Give back exactly the lines of the material below, starting with the line with "Where can you spot the smiling mouth?" and going on through the line with "Where can you spot the blurred".

━━━━━━━━━━━━━━━━

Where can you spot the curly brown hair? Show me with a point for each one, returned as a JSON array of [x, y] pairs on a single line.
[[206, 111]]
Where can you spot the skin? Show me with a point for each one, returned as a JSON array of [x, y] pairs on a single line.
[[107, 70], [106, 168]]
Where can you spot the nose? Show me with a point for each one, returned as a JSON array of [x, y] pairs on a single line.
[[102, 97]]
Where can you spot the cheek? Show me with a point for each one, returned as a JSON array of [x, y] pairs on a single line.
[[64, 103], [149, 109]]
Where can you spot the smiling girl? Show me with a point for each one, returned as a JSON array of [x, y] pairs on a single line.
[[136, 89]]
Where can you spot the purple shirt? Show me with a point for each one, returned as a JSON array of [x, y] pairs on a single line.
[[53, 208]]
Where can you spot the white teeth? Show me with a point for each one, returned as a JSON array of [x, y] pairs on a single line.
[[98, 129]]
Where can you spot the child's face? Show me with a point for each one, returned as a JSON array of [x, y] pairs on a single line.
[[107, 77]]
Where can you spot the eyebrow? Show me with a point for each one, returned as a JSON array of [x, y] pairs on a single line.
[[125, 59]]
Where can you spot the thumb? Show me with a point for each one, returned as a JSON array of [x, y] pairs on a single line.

━━━━━━━━━━━━━━━━

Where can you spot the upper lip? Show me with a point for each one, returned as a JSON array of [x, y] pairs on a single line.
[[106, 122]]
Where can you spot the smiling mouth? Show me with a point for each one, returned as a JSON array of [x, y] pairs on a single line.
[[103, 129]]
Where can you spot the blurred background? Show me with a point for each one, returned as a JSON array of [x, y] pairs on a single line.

━━━━━━━━━━━━━━━━

Task output:
Where can you spot the smiling mouth? Show me with a point for each one, returned as a JSON array of [x, y] pairs on a single line.
[[103, 129]]
Where can you spot the blurred background? Show me with a point for each one, returned as a JSON array of [x, y] pairs on a single line.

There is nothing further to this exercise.